Aim: Tally the lines in the listing below that contain the string "white", treating uppercase and lowercase letters as distinct, and give only the number.

Source records:
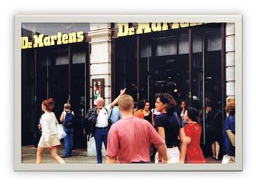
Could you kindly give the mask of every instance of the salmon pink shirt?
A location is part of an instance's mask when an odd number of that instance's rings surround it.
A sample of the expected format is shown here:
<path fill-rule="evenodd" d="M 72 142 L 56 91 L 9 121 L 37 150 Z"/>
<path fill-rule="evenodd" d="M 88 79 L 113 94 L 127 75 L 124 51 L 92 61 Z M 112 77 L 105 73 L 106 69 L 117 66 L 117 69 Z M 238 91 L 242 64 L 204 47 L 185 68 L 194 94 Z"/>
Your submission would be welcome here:
<path fill-rule="evenodd" d="M 165 143 L 146 120 L 130 117 L 113 125 L 108 136 L 107 156 L 120 163 L 150 162 L 150 146 Z"/>

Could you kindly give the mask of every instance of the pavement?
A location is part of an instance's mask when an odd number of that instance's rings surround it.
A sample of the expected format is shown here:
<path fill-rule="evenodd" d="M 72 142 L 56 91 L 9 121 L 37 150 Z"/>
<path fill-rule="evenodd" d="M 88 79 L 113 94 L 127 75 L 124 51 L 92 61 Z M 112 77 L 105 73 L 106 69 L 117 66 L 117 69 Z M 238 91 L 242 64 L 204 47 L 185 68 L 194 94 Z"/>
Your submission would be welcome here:
<path fill-rule="evenodd" d="M 35 163 L 37 160 L 37 148 L 34 145 L 22 146 L 22 162 L 23 163 Z M 64 153 L 64 144 L 62 143 L 58 148 L 58 154 L 61 156 Z M 74 149 L 72 156 L 69 158 L 64 158 L 66 163 L 96 163 L 96 156 L 87 156 L 86 148 Z M 106 162 L 106 157 L 102 157 L 102 162 Z M 206 158 L 207 163 L 221 163 L 221 160 L 215 160 L 211 157 Z M 50 151 L 47 149 L 44 150 L 42 155 L 42 163 L 57 163 L 50 156 Z"/>
<path fill-rule="evenodd" d="M 22 146 L 22 162 L 23 163 L 35 163 L 37 160 L 37 150 L 34 145 Z M 58 148 L 58 154 L 62 156 L 64 153 L 64 145 L 61 144 Z M 86 148 L 72 150 L 72 156 L 68 158 L 64 158 L 66 163 L 96 163 L 96 156 L 87 156 Z M 106 157 L 102 157 L 102 162 L 106 162 Z M 50 153 L 50 150 L 45 149 L 42 154 L 42 163 L 57 163 Z"/>

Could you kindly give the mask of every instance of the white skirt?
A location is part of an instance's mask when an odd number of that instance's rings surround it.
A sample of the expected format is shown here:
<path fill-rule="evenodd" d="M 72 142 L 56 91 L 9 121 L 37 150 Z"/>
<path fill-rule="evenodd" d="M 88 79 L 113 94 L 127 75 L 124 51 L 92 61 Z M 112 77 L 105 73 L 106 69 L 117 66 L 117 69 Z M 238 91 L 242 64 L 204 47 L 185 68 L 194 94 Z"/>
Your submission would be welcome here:
<path fill-rule="evenodd" d="M 50 146 L 60 145 L 61 142 L 59 141 L 58 134 L 50 135 L 48 143 L 49 143 Z M 45 137 L 44 136 L 41 136 L 40 140 L 38 143 L 38 147 L 48 148 L 48 146 L 45 142 Z"/>

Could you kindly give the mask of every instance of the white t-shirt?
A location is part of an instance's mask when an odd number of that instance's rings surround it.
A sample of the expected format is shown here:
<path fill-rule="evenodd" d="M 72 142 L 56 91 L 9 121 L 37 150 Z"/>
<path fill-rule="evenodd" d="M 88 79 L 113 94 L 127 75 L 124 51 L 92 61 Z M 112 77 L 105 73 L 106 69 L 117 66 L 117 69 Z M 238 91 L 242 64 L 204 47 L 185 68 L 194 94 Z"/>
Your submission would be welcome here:
<path fill-rule="evenodd" d="M 110 105 L 105 106 L 105 108 L 108 110 L 108 112 L 104 107 L 99 110 L 95 125 L 97 127 L 105 127 L 108 125 L 108 113 L 110 111 Z"/>
<path fill-rule="evenodd" d="M 40 124 L 42 127 L 42 136 L 45 141 L 49 141 L 50 135 L 57 133 L 56 124 L 58 121 L 53 112 L 45 113 L 41 116 Z"/>

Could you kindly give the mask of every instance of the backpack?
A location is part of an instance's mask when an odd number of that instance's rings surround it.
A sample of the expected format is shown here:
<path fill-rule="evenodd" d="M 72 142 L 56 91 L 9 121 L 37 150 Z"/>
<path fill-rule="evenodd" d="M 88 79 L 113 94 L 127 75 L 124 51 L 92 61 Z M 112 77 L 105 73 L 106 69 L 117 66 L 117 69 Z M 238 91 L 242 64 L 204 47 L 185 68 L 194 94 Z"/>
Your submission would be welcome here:
<path fill-rule="evenodd" d="M 66 111 L 66 116 L 63 125 L 66 128 L 72 128 L 74 126 L 74 115 L 72 111 Z"/>

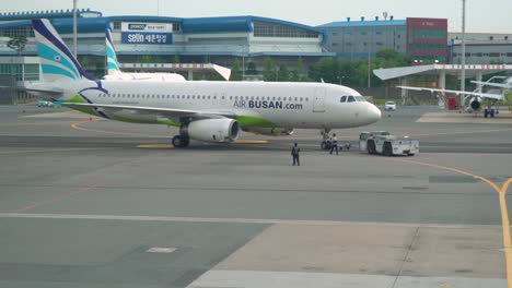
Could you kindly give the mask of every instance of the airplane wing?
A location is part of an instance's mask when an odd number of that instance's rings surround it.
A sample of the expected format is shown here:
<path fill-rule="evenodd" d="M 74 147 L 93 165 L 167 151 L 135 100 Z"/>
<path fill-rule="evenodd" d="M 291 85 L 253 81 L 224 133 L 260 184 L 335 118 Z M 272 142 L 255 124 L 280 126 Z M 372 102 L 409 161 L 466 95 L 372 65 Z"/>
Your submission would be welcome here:
<path fill-rule="evenodd" d="M 159 108 L 159 107 L 144 107 L 144 106 L 131 106 L 131 105 L 114 105 L 114 104 L 85 104 L 85 103 L 61 103 L 60 105 L 70 108 L 103 108 L 106 112 L 117 110 L 133 110 L 138 112 L 156 112 L 168 117 L 193 117 L 193 118 L 223 118 L 234 117 L 235 113 L 229 111 L 199 111 L 199 110 L 186 110 L 186 109 L 172 109 L 172 108 Z"/>
<path fill-rule="evenodd" d="M 472 81 L 472 83 L 492 86 L 492 87 L 500 87 L 505 89 L 512 89 L 512 84 L 510 83 L 489 83 L 489 82 L 479 82 L 479 81 Z"/>
<path fill-rule="evenodd" d="M 492 93 L 478 93 L 478 92 L 465 92 L 465 91 L 452 91 L 452 89 L 434 89 L 434 88 L 427 88 L 427 87 L 412 87 L 412 86 L 397 86 L 398 88 L 403 89 L 410 89 L 410 91 L 430 91 L 430 92 L 441 92 L 441 93 L 453 93 L 455 95 L 469 95 L 469 96 L 477 96 L 482 98 L 496 99 L 496 100 L 503 100 L 503 94 L 492 94 Z"/>

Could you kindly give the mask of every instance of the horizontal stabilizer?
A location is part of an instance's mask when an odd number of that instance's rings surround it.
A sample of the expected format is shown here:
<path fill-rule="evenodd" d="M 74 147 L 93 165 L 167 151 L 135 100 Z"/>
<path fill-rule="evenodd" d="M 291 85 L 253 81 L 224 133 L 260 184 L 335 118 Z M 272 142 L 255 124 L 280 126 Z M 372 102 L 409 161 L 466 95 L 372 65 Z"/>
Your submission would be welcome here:
<path fill-rule="evenodd" d="M 450 93 L 450 94 L 455 94 L 455 95 L 469 95 L 469 96 L 477 96 L 477 97 L 496 99 L 496 100 L 503 100 L 504 99 L 503 94 L 452 91 L 452 89 L 434 89 L 434 88 L 414 87 L 414 86 L 397 86 L 397 87 L 403 88 L 403 89 L 410 89 L 410 91 L 429 91 L 431 93 L 439 92 L 439 93 Z"/>

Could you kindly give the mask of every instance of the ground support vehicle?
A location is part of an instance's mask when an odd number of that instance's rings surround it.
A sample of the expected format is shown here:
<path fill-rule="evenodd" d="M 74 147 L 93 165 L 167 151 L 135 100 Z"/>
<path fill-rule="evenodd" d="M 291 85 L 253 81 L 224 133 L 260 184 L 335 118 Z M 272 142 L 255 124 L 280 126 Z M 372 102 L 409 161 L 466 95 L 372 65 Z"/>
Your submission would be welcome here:
<path fill-rule="evenodd" d="M 387 131 L 362 132 L 359 135 L 359 149 L 385 156 L 412 156 L 419 153 L 419 141 L 407 136 L 397 137 Z"/>

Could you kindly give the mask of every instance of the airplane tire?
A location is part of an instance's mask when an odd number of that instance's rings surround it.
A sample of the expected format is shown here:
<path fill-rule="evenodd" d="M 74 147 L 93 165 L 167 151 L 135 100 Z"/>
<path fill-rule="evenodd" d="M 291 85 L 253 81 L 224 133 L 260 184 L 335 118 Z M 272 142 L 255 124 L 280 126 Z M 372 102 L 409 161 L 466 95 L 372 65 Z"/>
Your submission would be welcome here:
<path fill-rule="evenodd" d="M 175 135 L 172 140 L 173 146 L 176 148 L 182 147 L 182 137 L 179 135 Z"/>
<path fill-rule="evenodd" d="M 368 154 L 376 154 L 376 151 L 375 151 L 375 141 L 369 140 L 369 141 L 366 142 L 366 149 L 368 149 Z"/>

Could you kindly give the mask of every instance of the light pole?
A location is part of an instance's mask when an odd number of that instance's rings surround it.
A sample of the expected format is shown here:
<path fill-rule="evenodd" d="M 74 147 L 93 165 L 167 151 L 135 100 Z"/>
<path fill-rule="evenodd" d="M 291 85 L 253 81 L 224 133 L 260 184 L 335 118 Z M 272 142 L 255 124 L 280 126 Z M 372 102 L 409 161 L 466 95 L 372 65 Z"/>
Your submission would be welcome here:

Problem solution: 2